• PROBLEM REQUIREMENTS: Look through the entries and count each line that includes the string "drawer". Reply with the number alone.
———
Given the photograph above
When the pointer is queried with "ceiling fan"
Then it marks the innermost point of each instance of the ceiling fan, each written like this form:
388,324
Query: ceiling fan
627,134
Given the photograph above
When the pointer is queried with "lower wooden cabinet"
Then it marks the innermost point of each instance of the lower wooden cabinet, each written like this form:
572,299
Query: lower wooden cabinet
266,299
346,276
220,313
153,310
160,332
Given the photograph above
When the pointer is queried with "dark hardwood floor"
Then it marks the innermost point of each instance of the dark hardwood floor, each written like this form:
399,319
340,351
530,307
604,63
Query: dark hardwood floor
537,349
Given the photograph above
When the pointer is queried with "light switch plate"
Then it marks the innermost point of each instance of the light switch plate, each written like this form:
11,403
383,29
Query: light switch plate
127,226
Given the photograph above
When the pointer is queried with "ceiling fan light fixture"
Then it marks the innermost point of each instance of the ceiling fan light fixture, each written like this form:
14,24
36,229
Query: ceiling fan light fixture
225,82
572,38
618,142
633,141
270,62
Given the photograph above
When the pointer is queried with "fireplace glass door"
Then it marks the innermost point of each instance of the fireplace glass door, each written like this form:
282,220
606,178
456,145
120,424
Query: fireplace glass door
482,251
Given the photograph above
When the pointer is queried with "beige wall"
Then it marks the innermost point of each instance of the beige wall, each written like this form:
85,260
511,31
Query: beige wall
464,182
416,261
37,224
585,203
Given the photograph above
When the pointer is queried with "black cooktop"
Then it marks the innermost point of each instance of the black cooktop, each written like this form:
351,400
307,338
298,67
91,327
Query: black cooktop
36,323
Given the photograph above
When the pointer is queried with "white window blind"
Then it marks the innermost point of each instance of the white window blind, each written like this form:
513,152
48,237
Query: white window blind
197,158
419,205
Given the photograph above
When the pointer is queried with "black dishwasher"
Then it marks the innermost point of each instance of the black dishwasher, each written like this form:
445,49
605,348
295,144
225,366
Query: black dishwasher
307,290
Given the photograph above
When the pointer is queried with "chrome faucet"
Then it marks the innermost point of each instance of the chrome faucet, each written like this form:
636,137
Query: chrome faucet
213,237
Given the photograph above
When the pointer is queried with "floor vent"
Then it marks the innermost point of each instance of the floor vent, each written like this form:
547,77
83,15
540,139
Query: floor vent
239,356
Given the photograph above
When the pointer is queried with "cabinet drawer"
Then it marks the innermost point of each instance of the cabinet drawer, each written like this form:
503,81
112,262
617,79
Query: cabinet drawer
———
• RESPONSE: 3